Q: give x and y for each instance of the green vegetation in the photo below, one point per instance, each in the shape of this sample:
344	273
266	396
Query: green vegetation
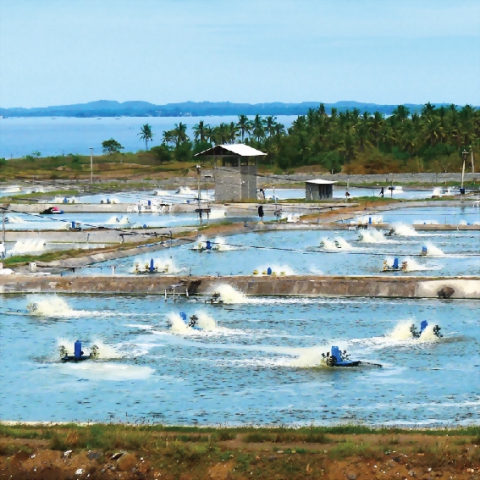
320	141
146	134
349	141
111	146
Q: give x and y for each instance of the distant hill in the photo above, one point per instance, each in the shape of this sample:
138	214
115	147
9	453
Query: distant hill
111	108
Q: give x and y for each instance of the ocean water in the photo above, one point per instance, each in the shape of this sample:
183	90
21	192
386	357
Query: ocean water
64	135
258	363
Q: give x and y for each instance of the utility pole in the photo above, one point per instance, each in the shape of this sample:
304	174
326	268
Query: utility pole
199	171
464	155
91	165
3	226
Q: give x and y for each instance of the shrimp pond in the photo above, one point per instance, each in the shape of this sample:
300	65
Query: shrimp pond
255	361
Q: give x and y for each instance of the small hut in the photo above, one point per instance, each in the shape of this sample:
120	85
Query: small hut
318	189
235	171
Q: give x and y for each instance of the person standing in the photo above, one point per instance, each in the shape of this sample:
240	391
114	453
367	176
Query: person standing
260	212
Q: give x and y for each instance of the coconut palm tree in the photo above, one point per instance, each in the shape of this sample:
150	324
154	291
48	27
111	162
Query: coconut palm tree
146	134
180	134
244	126
200	131
270	123
258	128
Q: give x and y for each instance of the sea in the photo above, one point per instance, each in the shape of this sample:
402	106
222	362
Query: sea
64	135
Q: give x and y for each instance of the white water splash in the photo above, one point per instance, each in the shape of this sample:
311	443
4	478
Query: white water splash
312	357
425	222
402	333
221	245
368	220
120	220
51	306
342	244
105	351
217	213
404	230
414	266
372	236
15	219
205	322
327	244
28	246
230	295
162	264
433	251
101	371
185	191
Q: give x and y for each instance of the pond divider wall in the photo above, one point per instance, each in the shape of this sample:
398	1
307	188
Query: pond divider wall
328	286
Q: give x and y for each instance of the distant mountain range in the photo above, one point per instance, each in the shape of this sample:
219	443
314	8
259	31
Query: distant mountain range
110	108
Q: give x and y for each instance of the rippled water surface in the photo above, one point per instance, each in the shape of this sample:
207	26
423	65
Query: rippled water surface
258	363
299	252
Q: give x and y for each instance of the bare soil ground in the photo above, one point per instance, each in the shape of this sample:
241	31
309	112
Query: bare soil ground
173	455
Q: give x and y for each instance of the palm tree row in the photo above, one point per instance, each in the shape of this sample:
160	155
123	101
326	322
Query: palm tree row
345	138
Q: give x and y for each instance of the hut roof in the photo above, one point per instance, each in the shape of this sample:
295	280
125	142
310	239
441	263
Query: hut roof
231	150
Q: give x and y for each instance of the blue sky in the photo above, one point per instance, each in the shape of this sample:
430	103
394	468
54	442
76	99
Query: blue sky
55	52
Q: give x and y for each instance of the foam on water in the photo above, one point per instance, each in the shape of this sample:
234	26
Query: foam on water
402	333
15	219
205	322
28	246
220	243
433	251
368	219
404	230
101	371
120	220
328	244
414	266
105	352
186	191
217	213
425	222
372	236
343	244
51	306
163	264
312	356
229	295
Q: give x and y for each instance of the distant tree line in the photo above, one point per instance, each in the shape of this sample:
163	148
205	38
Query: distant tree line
349	141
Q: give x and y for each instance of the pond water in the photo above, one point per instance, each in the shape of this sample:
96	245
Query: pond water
299	252
466	215
257	364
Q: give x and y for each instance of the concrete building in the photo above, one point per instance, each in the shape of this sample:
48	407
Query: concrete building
318	189
235	171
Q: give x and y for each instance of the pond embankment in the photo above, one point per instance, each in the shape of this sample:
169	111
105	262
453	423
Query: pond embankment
328	286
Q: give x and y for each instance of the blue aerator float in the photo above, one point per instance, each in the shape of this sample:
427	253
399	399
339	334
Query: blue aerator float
150	268
395	267
215	299
51	211
78	354
191	322
423	326
337	358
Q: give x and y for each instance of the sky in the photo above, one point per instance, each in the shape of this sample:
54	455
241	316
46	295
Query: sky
58	52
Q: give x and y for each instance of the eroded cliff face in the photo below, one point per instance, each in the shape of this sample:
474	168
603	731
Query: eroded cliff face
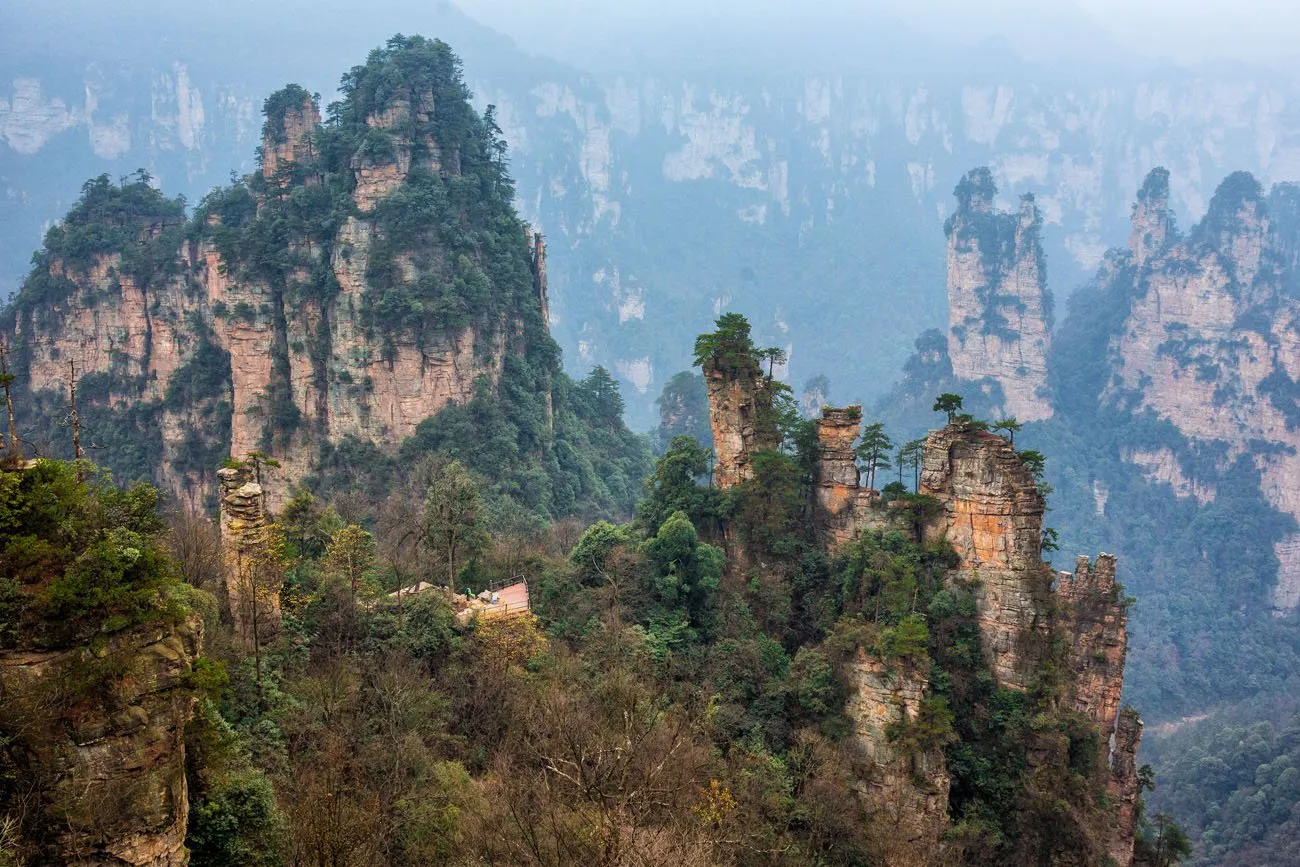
247	558
737	402
999	308
908	794
281	320
841	504
111	771
1095	618
1212	345
991	512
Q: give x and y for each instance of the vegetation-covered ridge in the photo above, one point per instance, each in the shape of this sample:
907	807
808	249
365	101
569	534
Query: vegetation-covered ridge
371	285
711	683
1171	433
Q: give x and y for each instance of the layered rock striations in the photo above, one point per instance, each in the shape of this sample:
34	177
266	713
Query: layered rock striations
342	293
908	793
1212	343
999	306
840	502
991	512
740	415
1065	646
250	579
109	772
1095	618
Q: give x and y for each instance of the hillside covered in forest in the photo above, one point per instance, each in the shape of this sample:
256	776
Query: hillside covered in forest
343	568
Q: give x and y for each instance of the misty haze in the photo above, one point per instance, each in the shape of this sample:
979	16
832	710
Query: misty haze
649	433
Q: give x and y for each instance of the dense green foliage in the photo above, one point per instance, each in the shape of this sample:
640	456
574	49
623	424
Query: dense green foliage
1234	779
130	220
78	562
446	254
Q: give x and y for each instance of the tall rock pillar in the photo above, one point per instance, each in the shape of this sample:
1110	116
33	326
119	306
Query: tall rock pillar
1093	619
252	589
992	515
839	494
999	306
740	404
908	793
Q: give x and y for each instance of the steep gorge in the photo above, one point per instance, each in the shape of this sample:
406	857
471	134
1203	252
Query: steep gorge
1060	638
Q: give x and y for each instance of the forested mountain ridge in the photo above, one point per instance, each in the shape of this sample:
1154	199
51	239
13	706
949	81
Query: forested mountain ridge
819	181
368	276
785	668
1166	402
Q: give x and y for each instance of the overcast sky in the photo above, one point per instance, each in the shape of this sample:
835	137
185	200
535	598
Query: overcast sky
1178	30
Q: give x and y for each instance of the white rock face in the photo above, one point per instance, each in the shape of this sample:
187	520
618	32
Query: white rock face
29	117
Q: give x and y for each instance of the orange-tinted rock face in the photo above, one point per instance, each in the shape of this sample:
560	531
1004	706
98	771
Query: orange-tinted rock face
113	770
906	793
841	503
997	303
992	515
1095	620
1123	787
308	363
1209	343
735	406
252	590
293	142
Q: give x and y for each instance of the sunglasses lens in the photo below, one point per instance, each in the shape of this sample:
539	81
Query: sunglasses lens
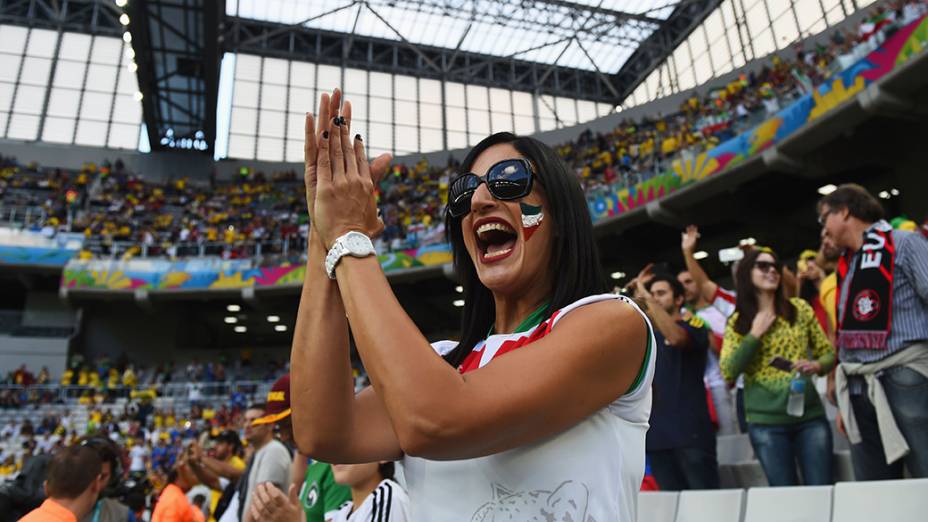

-=-=-=-=-

● **What you should do**:
Copy all of the lines above, substituting "a single point for every instance" for "one point per instance" each time it appears and keeping everything else unchanged. Leave the pictures out.

● **The reply**:
Q: give x and y for each instance of the green vegetation in the photo below, a single point for every instance, each in the shape of this sample:
344	273
266	396
Query: green vegetation
320	141
146	134
349	141
111	146
Q: give x and y for each instance of the distant hill in the photo above, a single point for every instance, each in the shape of this sample:
138	214
115	147
9	453
Query: distant hill
111	108
Q: give x and y for each instance of the ocean water in the photo above, a single point for every instance, each in the shape of this sample:
183	90
21	192
386	357
Query: ocean water
64	135
258	363
Q: give x and y for each instance of the utility pole in the photo above, a single point for every instance, each in the shape of this sample:
304	174
326	268
Query: utility pole
199	171
464	155
91	165
3	226
Q: give x and y for each instance of the shrimp pond in the photo above, a single point for every instance, each in the shape of this sample:
300	65
Query: shrimp pond
255	361
Q: give x and y for each instance of the small hut in the photo above, a single point for every instance, each in the shape of this sample:
120	85
Query: small hut
318	189
235	171
Q: give x and y for each instance of the person standing in the photo above, a single point for every instance, each in the shape of this sample:
240	391
114	453
367	176
Query: person standing
260	212
Q: give x and y for each instance of the coconut palm tree in the photo above, a single point for every instance, each in the shape of this sample:
150	324
154	291
48	27
111	162
Query: coconut palm tree
146	134
180	134
244	126
200	131
270	123
258	128
Q: give x and y for each instance of the sea in the photo above, a single point for every instance, each in the shape of this sample:
402	106
222	362
Query: sea
64	135
Q: give x and y for each instance of the white water splash in the photo above, a single point for every instance, each in the shape of this sample:
311	443
4	478
Query: white water splash
312	357
425	222
402	333
221	245
368	220
120	220
51	306
342	244
105	351
217	213
404	230
414	266
372	236
15	219
205	322
327	244
28	246
230	295
162	264
433	251
101	371
185	191
Q: give x and y for each instance of the pond divider wall in the photo above, a single point for every instance, each in the shape of this sample:
398	1
307	188
Query: pond divider wall
328	286
Q: give x and y for each instance of the distant mountain range in the photo above, a single point for every instance, each in the shape of this sample:
219	443
314	8
259	31
Query: distant mountain range
110	108
Q: give x and y for each instance of the rippled water surface in the photo above, a single point for every instance, each in the shape of this sample:
207	26
423	65
Query: rippled water surface
258	363
299	252
Q: give x and y for each instance of the bare soil ground in the photo above, a single point for every instance, each in the shape of this sample:
241	31
309	112
Query: bare soil ground
173	455
Q: give x and y for each instance of the palm tree row in the photo above, a single point for every instance, each in the shape of this sample:
160	155
123	101
326	322
Query: palm tree row
345	138
Q: give x and y for each instance of the hut roof in the photo above, a single point for every instance, each in the shape of this sample:
295	280
125	142
310	239
441	263
Query: hut roof
231	150
Q: give x and y for each instance of the blue sky in the photo above, a single point for every instance, each in the shape of this sample:
430	103
394	468
54	442
76	99
Query: blue sky
55	52
Q: give x and y for each instance of the foam on water in the photo above, a single point for every instance, each in the shape of this sample:
234	26
Query: foam on water
402	333
15	219
205	322
28	246
220	243
433	251
368	219
404	230
101	371
120	220
328	244
414	266
105	352
186	191
217	213
425	222
372	236
343	244
51	306
163	264
312	356
229	295
Q: give x and y for each instance of the distant tree line in the photo above, a single point for every instance, each in the shape of this sample:
163	148
205	38
Query: distant tree line
349	141
Q: give x and y for each instance of the pond water in the photo above, a single point for every instance, each in the shape of this sample:
96	245
Query: pond water
299	252
466	215
257	364
Q: give x and y for each instance of the concrete building in the photo above, a single point for every instance, each in the shape of this sample:
48	407
Query: concrete building
318	189
235	171
Q: give x and y for each instance of the pond embankment in the photo above, a single point for every instance, each in the shape of this sample:
169	111
105	262
453	423
Query: pond embankment
328	286
Q: give x and y for each instance of the blue aerator float in the photo above, a single point for every instance, each in the shape of this sample:
427	253
399	399
339	334
Query: blue aerator float
150	268
395	267
215	299
51	211
78	354
191	322
423	326
337	358
Q: give x and y for each instance of the sky in the photo above, a single point for every instance, each in the shape of this sample:
54	455
241	316
46	295
Query: sky
58	52
Q: give x and y for each instance of the eroded cliff face in the photo below, a single point for every instance, each in the shape of this sample:
474	168
603	731
Query: eroded cliff face
247	558
737	402
999	308
908	794
281	320
841	504
111	771
1095	618
1212	345
991	512
Q: give x and y for each instance of the vegetation-covered ridge in the photo above, a single point for every instance, each in the shape of this sample:
907	807
808	249
365	101
569	534
Query: vegetation-covered ridge
371	285
711	683
1171	433
Q: give x and y for each instance of the layered rock striations in the photo above, a single point for every instance, each in the shape of this sample:
34	177
266	713
Query: layered rock striations
342	293
908	793
1212	343
999	306
840	502
991	512
740	415
1065	646
250	579
109	772
1095	618
Q: give x and y for each instance of the hillside covered in forest in the photo above, a single point for every instance, each in the shape of this sample:
256	776
Query: hillside covered in forest
343	568
Q: give x and y for each instance of the misty haze in the photo above, a single point for every instance, each in the shape of this sample:
979	16
832	710
Query: misty haze
649	433
Q: give x and y for each instance of the dense green foliage in the photo above, a single point for every instance, each in the shape of this sample:
640	456
574	49
623	424
Query: dense green foliage
1234	779
130	220
78	562
446	254
Q: give x and y for each instance of the tall rock pillar in the photo above, a single point for every instance, each in the shape of this sample:
1110	116
33	326
119	306
Query: tall rock pillar
1093	619
252	589
992	515
839	494
999	306
740	404
908	793
Q: give x and y for each instance of the steep gorge in the photo above, a single point for every instance, each in the shape of this sample:
406	857
471	134
1203	252
Query: steep gorge
1060	638
Q: give x and y for each instance of the forested mountain ridge in the photo above, a single point for every instance, each in the shape of this sample:
1154	199
51	239
13	706
949	81
Query: forested mountain ridge
819	181
368	276
785	668
1166	402
Q: give x and y for each instance of the overcast sky in the photo above, a single point for every instance, each in the shape of this sample:
835	137
185	200
535	598
Query: overcast sky
1178	30
Q: give x and y for each instance of the white rock face in the photo above, a single point for every instance, each in the shape of this sample:
187	520
618	32
Query: white rock face
29	117
Q: give x and y for each instance of the orange-tinted rock face in the photo above, a single point for every instance, each in the shape of this sample:
560	531
1004	706
98	771
Query: orange-tinted rock face
113	770
906	793
841	503
997	303
992	515
1095	620
1123	787
308	363
1209	343
735	406
252	590
293	142
Q: give x and y for each instance of the sunglasses lens in the photo below, a single point for every instance, each in the shape of this sample:
539	81
Query: sunglasses lens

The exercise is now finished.